* **TO DO**:
**a.** In the Friday post, change the span from "When it was" to "too, I said.", swapping "groceries" for "purchases".
**b.** Do these statements agree with the Friday post? (i) The writer stayed away from the Internet until Sunday morning. (ii) The writer used the self-checkout on the latest grocery trip. (iii) The cashier said bringing one's own bags was not allowed.

* **TEXT PASSAGE**:
Hello again, and how has your week been? I am going to write here every Friday, as I am able.
After I posted last Friday, I took a 36-hour sabbath from news and social media. It was good for my soul, and I highly recommend it. Originally, I was going to stay offline from sunset Friday through Saturday evening, but I wound up staying away through Sunday morning, when I finally logged back onto the Internet to attend church online. We need rhythms and patterns in life; we're all coming up with new ones these days, aren't we?
Another pattern for me: I have been confining my essential errands to one day a week. I've chosen Thursday, mainly because it's the day when the landscape crew arrives at my apartment complex, high-decibel power tools blazing to wrangle our lawn, trees, and hedges into submission. There's no sense trying to read, write, or think during this time, so I take that as my cue to do the necessary business of reinforcing my grocery supply--and I went to a laundromat, too, figuring it would be cleaner and safer than the unattended laundry room I share with several dozen other apartments.
After the laundry, I drove to my old neighborhood grocery store, a sprawling Fred Meyer. I usually use the self-checkout at this store, but yesterday I stocked up, buying another full two weeks' worth of food and three months' worth of craft beer. (These days, that's two six-packs for me. Everything in moderation, including one IPA a week.) I also wanted to thank the people who are keeping the store open, so I chose an attended line. The shopper in front of me had a mask on. The cashier had gloves.
When it was my turn, the cashier and I exchanged some mild pleasantries as he started ringing up my stuff. I'd heard it was no longer OK to bring my own bags. He said it's allowable, but I'd need to bag my own groceries. Good to know, that makes sense, I said--but I was glad to have him do the bagging of this big-for-me order. I thanked him for working on the front lines. He said he was glad to do it and that he even had a permission slip in case he got stopped on his way to work--but that was unlikely, since he lives around the corner. I used to live just down the block in this neighborhood, too, I said.

* **RECORDS SHOWN**:
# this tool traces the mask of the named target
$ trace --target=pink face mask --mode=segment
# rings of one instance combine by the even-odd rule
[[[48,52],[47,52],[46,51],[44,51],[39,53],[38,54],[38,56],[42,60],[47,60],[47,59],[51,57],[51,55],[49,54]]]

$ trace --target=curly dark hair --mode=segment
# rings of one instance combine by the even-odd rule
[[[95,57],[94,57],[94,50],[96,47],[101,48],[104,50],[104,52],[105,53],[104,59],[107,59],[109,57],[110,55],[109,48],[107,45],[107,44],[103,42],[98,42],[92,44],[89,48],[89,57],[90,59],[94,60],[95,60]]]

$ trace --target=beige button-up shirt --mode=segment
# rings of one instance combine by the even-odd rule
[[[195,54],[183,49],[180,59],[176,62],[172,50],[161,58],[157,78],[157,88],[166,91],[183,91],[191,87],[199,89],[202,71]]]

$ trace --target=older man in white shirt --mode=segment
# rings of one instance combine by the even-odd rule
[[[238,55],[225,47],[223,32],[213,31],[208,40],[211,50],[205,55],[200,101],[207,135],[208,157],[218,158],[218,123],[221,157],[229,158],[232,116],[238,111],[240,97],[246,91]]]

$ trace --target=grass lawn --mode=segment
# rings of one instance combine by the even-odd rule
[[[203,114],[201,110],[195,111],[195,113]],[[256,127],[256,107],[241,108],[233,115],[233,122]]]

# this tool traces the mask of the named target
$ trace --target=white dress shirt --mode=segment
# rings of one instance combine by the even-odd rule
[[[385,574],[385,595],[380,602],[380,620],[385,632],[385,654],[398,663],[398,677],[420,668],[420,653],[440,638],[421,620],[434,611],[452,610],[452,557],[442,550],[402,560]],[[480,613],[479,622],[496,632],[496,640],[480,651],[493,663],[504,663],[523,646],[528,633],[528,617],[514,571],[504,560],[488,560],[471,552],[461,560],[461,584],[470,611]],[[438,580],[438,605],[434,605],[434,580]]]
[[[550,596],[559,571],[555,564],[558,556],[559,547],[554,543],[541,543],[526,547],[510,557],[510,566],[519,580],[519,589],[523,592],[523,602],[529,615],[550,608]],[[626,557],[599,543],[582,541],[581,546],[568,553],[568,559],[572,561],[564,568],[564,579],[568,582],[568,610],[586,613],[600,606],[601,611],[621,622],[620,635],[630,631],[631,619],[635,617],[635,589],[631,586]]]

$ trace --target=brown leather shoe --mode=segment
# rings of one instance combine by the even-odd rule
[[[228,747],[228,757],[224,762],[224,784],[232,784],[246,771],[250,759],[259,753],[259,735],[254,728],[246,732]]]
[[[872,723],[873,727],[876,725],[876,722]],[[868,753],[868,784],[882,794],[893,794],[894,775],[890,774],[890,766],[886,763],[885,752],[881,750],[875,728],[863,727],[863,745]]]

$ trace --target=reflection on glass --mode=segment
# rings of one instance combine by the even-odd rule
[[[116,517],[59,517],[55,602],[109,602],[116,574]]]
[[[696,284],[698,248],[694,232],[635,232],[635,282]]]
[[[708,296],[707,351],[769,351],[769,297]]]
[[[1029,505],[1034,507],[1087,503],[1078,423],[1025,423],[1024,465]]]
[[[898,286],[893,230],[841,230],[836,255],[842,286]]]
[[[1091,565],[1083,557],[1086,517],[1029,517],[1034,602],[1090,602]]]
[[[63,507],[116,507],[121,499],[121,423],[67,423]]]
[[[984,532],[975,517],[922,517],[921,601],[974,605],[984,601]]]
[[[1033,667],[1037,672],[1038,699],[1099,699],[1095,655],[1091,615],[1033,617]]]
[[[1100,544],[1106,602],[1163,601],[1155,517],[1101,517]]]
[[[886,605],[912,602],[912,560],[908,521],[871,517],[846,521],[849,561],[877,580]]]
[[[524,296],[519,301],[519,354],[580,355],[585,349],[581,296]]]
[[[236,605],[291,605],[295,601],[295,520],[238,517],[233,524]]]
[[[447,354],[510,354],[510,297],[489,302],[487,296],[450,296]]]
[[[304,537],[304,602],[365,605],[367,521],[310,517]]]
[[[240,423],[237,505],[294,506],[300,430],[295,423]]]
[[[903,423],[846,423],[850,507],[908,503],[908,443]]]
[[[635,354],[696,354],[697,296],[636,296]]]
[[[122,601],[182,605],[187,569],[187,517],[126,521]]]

==

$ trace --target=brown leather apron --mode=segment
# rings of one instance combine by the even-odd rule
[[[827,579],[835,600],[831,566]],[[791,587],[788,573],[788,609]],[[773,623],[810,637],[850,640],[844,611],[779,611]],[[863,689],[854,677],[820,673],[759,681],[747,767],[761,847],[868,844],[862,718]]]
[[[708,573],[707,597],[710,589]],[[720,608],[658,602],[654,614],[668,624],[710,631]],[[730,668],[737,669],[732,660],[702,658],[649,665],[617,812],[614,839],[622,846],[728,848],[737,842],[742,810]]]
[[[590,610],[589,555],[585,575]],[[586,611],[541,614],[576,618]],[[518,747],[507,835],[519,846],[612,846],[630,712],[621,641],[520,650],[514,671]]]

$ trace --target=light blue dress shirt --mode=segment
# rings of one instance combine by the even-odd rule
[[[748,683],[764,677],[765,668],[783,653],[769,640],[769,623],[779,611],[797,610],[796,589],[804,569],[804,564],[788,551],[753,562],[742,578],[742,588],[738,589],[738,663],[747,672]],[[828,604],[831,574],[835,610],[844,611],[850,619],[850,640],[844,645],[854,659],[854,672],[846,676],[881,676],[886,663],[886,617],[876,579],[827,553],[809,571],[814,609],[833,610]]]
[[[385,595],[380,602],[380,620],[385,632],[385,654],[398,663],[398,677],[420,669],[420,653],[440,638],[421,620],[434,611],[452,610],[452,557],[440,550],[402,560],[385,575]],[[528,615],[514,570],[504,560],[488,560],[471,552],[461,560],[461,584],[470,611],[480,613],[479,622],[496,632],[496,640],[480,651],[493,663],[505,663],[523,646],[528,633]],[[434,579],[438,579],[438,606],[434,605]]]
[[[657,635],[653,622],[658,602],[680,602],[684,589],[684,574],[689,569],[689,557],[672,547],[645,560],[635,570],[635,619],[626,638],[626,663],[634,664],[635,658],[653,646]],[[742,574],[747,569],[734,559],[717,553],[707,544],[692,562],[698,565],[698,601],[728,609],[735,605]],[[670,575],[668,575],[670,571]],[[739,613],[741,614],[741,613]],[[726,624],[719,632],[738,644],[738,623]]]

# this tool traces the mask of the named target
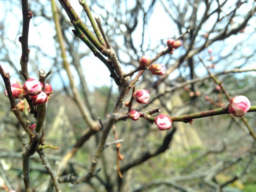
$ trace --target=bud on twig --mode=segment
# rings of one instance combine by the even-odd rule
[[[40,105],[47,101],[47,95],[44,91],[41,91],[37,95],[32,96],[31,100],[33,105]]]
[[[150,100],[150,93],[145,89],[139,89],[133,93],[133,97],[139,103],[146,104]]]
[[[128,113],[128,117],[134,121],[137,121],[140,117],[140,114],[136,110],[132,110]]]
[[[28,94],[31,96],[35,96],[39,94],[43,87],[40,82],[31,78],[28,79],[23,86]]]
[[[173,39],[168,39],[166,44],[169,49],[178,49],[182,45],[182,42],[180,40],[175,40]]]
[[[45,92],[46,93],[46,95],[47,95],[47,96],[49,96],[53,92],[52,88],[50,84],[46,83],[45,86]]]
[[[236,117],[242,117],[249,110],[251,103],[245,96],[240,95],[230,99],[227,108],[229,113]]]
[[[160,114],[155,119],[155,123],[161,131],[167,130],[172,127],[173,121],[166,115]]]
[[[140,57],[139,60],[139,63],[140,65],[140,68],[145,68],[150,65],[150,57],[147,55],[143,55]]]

* **SOLUTIONS FOR EACH TASK**:
**a.**
When it was my turn, the cashier and I exchanged some mild pleasantries as he started ringing up my stuff. I'd heard it was no longer OK to bring my own bags. He said it's allowable, but I'd need to bag my own purchases. Good to know, that makes sense, I said--but I was glad to have him do the bagging of this big-for-me order. I thanked him for working on the front lines. He said he was glad to do it and that he even had a permission slip in case he got stopped on his way to work--but that was unlikely, since he lives around the corner. I used to live just down the block in this neighborhood, too, I said.

**b.**
(i) Yes: "I wound up staying away through Sunday morning"
(ii) No: "so I chose an attended line"
(iii) No: "He said it's allowable, but I'd need to bag my own groceries."